- Interactive map of Commodore Park
- Location within Nova Scotia
- Coordinates: 44°40′49″N 63°31′48″W﻿ / ﻿44.68028°N 63.53000°W
- Country: Canada
- Province: Nova Scotia
- Municipality: Halifax Regional Municipality
- Community: Dartmouth
- Community council: Harbour East - Marine Drive Community Council
- District: 6 - Harbourview - Burnside - Dartmouth East
- Postal code: B2W
- Area code: 902, 782
- GNBC code: CAHPX

= Commodore Park, Nova Scotia =

Commodore Park is a mostly residential neighbourhood in the Dartmouth community of the Halifax Regional Municipality, Nova Scotia. It is located in the east end of Dartmouth in the Woodlawn area. Prince Andrew High School is located within this area.

== History ==
Commodore Park was established as a subdivision during the general housing boom in Dartmouth in the 1950s. By 1955, 200 building lots had been set aside and 50 houses had been built. The subdivision was developed by Commodore Company Limited. The land comprising the area was originally owned by various landowners, including Bert C. Farquharson and Allison R. Morash. Their names are reflected in the area's Farquharson Street and Morash Pond.

• **Provided data**
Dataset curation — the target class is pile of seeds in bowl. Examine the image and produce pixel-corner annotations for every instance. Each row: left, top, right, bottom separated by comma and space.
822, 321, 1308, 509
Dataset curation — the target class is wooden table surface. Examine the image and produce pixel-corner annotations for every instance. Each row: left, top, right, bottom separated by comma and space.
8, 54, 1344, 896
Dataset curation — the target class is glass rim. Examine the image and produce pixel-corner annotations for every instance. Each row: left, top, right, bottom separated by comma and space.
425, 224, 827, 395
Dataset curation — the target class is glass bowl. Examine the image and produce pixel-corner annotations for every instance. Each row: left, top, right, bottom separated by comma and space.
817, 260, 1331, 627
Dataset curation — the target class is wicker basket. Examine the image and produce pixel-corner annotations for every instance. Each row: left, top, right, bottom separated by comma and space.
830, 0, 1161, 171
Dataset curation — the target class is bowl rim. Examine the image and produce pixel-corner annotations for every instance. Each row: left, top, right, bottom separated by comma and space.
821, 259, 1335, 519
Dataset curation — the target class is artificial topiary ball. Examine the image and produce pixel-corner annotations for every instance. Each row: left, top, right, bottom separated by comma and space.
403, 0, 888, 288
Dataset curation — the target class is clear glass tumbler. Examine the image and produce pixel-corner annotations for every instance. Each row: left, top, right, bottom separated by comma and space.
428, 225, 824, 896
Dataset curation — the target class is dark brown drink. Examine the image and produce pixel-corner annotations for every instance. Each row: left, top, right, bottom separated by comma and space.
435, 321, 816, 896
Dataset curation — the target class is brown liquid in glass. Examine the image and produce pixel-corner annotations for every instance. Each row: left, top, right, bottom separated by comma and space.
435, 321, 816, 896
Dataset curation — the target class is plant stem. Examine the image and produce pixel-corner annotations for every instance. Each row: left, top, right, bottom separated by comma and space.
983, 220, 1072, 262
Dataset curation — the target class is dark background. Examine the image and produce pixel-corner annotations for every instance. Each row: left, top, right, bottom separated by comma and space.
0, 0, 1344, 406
--
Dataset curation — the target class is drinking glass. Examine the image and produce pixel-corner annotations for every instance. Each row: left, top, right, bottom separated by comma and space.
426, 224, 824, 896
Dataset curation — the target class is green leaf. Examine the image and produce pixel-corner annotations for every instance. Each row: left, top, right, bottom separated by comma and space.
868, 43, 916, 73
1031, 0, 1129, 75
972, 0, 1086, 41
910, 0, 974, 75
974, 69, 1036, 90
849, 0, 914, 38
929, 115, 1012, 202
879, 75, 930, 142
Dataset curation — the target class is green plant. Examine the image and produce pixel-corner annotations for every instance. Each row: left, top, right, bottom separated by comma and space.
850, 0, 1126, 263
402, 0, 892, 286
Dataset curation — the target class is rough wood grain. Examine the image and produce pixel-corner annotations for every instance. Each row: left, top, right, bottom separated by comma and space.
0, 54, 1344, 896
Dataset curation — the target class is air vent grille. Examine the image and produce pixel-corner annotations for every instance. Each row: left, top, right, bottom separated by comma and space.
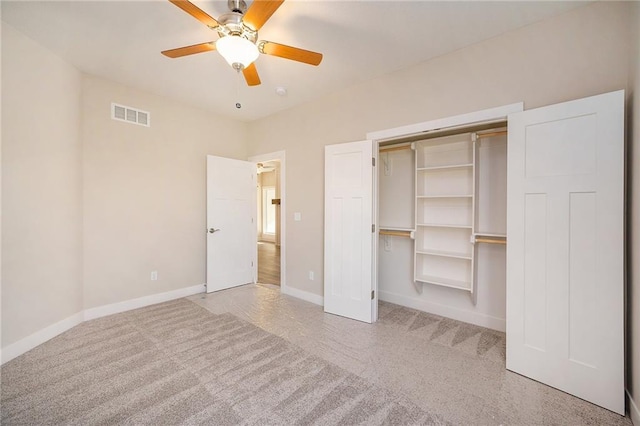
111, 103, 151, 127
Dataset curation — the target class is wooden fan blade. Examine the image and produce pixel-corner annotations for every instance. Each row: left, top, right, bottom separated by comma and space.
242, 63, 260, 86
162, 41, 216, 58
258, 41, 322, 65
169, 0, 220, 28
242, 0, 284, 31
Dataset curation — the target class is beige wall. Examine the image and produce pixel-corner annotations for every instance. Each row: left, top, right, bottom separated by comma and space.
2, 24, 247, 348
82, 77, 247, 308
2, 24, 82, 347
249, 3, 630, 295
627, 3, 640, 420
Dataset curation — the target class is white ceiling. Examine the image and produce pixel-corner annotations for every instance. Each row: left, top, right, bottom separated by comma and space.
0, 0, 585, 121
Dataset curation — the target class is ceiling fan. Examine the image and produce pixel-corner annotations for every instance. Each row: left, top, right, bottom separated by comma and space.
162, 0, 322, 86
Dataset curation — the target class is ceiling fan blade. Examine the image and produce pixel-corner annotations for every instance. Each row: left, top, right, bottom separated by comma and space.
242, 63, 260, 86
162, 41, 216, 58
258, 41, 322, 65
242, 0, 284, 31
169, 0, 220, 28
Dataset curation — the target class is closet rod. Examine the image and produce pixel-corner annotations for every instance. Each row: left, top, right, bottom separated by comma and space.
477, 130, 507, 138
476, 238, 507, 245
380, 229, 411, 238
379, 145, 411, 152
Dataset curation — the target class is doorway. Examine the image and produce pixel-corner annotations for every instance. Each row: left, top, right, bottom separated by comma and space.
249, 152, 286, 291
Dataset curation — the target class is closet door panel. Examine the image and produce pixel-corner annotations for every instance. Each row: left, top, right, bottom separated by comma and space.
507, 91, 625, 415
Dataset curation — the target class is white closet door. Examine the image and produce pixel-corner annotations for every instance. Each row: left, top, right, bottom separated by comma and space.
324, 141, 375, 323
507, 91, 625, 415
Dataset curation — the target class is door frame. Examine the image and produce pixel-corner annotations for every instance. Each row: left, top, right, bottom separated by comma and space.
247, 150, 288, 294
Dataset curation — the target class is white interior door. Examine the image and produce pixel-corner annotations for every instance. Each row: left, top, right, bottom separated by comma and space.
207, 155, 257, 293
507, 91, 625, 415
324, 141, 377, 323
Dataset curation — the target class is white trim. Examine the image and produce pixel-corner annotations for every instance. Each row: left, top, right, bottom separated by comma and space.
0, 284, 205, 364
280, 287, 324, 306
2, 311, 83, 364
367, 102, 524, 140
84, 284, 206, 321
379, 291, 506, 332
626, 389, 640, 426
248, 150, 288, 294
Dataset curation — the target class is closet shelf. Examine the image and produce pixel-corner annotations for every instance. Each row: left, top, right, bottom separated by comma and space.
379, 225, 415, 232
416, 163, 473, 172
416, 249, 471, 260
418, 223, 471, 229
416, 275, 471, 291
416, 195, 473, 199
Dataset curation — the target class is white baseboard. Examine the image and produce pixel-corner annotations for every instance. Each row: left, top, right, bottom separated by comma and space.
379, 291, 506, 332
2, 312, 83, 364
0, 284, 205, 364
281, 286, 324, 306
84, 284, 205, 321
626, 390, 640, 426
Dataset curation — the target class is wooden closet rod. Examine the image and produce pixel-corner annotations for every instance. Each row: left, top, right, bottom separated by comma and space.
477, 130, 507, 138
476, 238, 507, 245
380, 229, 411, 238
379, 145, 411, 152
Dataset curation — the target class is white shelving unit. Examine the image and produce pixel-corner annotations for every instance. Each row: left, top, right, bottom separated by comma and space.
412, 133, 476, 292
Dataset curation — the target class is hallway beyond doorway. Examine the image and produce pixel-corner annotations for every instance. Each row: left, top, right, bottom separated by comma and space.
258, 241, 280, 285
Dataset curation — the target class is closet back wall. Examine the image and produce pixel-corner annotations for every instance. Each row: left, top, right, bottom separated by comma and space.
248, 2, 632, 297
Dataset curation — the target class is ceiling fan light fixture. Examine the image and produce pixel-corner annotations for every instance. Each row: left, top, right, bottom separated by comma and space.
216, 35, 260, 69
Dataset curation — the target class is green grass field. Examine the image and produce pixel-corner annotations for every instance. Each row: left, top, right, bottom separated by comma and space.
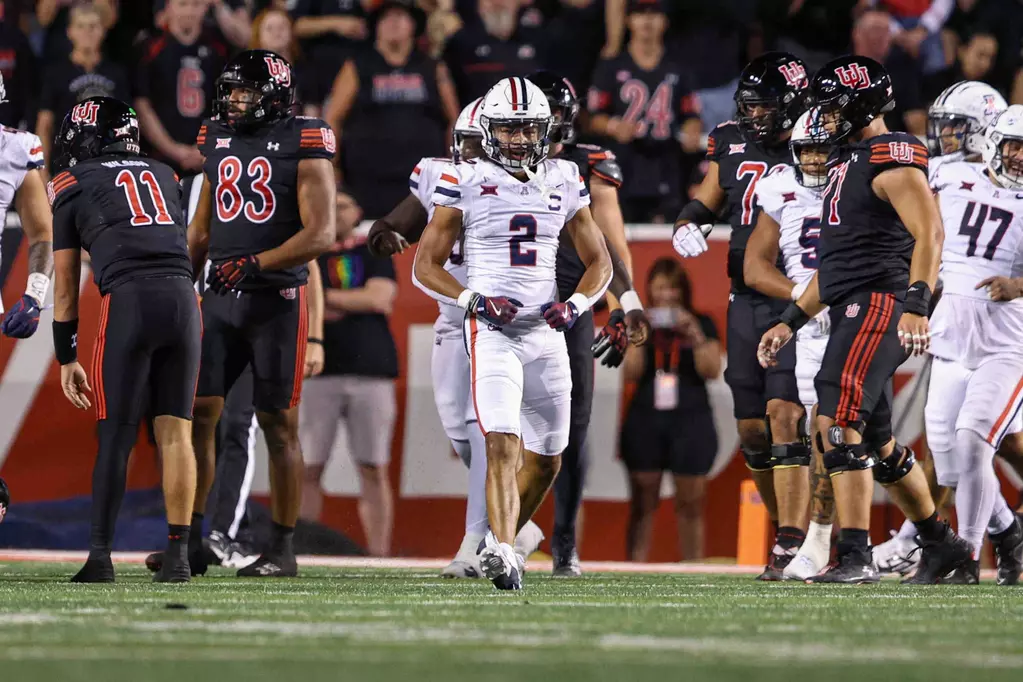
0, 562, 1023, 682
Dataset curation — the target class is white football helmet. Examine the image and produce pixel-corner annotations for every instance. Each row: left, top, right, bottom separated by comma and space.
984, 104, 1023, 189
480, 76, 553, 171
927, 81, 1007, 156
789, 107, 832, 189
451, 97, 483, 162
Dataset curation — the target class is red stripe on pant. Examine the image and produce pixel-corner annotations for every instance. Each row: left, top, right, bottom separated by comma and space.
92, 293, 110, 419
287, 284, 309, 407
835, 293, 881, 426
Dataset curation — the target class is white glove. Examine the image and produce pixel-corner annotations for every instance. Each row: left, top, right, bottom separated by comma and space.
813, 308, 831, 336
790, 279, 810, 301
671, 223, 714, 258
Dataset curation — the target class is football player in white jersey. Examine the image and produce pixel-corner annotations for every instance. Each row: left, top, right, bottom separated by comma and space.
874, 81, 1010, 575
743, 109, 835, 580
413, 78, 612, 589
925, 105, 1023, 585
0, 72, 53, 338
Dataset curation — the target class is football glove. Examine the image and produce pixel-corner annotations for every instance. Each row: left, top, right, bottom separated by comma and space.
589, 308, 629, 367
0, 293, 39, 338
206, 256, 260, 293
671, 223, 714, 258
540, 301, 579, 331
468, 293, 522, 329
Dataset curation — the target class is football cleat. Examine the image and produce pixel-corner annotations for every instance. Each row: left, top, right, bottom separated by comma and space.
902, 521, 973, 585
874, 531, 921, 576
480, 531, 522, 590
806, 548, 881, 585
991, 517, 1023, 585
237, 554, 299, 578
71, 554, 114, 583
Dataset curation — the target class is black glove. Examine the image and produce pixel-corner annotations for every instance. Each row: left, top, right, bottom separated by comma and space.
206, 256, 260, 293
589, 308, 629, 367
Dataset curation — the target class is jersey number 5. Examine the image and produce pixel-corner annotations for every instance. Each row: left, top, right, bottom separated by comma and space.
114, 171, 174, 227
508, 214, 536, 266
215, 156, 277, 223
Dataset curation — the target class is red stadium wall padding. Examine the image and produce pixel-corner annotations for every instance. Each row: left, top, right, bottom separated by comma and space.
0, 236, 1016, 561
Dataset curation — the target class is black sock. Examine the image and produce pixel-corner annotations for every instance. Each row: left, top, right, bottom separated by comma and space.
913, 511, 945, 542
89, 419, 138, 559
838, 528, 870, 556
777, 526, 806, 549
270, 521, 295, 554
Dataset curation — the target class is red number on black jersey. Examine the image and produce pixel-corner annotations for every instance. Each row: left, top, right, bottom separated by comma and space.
---
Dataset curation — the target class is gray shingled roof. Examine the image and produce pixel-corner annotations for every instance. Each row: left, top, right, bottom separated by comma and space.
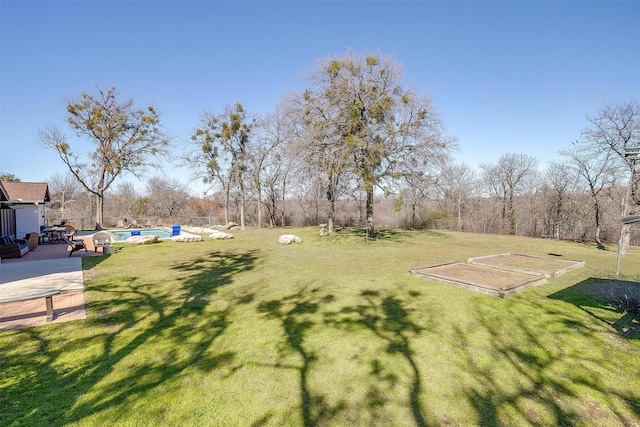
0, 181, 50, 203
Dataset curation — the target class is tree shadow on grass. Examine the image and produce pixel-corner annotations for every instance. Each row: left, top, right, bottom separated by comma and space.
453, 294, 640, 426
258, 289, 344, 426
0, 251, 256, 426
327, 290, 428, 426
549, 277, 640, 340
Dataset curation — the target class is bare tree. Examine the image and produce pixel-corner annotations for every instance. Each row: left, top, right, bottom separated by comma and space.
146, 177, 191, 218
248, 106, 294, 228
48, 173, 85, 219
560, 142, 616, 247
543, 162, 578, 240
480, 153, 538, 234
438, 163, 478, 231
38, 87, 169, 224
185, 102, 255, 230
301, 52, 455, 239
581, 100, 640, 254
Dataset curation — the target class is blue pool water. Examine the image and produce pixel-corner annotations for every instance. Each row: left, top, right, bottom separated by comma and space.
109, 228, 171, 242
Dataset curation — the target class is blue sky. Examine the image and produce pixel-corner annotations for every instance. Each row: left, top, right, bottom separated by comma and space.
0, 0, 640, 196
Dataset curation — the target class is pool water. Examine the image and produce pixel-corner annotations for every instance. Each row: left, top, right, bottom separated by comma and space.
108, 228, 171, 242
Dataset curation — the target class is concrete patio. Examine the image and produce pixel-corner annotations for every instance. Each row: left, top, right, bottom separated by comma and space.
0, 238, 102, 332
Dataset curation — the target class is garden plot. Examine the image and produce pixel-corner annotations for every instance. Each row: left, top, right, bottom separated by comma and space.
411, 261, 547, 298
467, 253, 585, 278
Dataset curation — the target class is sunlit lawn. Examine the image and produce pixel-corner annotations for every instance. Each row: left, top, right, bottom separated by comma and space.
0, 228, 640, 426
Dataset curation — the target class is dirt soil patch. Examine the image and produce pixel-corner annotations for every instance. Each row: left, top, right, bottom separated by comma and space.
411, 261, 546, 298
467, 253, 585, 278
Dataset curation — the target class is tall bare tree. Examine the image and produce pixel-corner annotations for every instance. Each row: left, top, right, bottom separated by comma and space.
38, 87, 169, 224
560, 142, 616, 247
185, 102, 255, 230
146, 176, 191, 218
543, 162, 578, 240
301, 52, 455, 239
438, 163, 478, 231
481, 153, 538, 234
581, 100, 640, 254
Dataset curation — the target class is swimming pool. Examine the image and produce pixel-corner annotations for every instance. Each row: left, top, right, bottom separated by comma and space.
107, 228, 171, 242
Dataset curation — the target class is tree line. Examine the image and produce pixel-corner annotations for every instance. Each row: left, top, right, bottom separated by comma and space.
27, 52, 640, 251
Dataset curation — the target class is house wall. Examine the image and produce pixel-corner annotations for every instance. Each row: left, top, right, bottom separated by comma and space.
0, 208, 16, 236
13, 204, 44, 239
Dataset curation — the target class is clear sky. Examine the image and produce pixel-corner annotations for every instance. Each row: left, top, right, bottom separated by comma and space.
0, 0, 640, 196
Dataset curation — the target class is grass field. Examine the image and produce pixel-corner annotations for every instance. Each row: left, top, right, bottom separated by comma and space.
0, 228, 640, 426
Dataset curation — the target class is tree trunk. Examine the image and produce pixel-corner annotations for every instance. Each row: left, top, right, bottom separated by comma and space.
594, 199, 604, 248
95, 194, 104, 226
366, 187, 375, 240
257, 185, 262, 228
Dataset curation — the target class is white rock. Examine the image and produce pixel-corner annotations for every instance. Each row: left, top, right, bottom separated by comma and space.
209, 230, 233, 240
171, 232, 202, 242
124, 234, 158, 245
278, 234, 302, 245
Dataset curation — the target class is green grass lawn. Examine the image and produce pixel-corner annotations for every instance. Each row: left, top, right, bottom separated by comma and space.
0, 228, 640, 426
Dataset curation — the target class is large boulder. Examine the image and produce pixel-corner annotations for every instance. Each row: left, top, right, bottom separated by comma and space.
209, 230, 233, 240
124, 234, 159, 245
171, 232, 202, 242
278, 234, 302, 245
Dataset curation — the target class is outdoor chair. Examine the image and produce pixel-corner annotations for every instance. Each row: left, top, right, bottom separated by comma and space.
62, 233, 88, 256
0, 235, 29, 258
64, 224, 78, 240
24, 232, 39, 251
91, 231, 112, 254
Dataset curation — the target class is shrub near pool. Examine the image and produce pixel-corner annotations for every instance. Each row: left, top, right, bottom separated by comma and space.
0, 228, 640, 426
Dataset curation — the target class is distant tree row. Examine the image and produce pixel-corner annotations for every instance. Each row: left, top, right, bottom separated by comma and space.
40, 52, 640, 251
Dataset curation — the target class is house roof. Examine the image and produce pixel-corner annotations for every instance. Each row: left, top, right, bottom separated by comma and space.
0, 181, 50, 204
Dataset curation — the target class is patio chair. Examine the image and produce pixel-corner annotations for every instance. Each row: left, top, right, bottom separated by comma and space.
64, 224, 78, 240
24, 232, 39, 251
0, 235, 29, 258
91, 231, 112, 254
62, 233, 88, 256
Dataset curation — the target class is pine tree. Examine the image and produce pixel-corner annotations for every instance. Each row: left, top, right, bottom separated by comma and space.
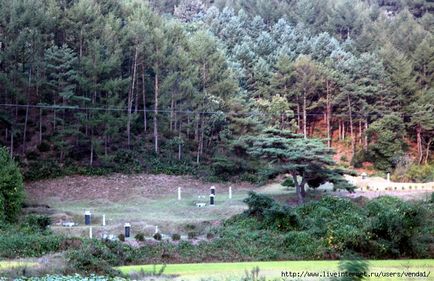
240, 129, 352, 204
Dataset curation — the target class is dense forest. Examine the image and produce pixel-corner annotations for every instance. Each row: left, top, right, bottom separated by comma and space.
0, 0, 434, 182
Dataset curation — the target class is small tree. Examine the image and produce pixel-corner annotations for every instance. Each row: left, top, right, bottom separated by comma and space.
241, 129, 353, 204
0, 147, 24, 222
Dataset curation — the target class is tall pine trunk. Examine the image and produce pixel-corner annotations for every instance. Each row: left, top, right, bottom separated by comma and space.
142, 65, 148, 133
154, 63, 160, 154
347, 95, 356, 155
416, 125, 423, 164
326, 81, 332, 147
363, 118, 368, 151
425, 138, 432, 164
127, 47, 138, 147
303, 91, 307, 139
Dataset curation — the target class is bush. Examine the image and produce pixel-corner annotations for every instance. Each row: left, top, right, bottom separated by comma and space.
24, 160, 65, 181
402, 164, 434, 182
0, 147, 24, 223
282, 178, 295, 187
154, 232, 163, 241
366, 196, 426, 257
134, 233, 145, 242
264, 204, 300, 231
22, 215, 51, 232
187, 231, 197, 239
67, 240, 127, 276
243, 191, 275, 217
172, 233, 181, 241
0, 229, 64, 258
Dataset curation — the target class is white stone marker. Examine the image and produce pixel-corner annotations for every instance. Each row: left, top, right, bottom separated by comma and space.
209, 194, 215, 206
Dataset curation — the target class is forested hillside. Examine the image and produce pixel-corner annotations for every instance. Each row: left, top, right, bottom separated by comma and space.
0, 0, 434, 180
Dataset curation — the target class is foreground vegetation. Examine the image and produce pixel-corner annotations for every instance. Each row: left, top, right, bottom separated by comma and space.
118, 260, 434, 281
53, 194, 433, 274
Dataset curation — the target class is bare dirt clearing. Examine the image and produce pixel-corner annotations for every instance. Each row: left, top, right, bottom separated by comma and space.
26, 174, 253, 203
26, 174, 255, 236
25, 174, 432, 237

• **Set tasks**
**A)** Copy the Commodore Park article starting with "Commodore Park is" and going on through "and Morash Pond.", renaming "subdivision" as "development" each time it occurs.
**B)** Reproduce the rows starting with the line with "Dataset curation — the target class is bare dirt" and going on through the line with "25, 174, 432, 237", both lines included, character for character.

• **Answers per task**
**A)**
Commodore Park is a mostly residential neighbourhood in the Dartmouth community of the Halifax Regional Municipality, Nova Scotia. It is located in the east end of Dartmouth in the Woodlawn area. Prince Andrew High School is located within this area.

== History ==
Commodore Park was established as a development during the general housing boom in Dartmouth in the 1950s. By 1955, 200 building lots had been set aside and 50 houses had been built. The development was developed by Commodore Company Limited. The land comprising the area was originally owned by various landowners, including Bert C. Farquharson and Allison R. Morash. Their names are reflected in the area's Farquharson Street and Morash Pond.

**B)**
Dataset curation — the target class is bare dirt clearing. Examine the image and produce pixel-corner annotations for every instance. Each row: left, top, right, bottom separated by comma and space.
26, 174, 253, 203
26, 174, 255, 236
25, 174, 432, 237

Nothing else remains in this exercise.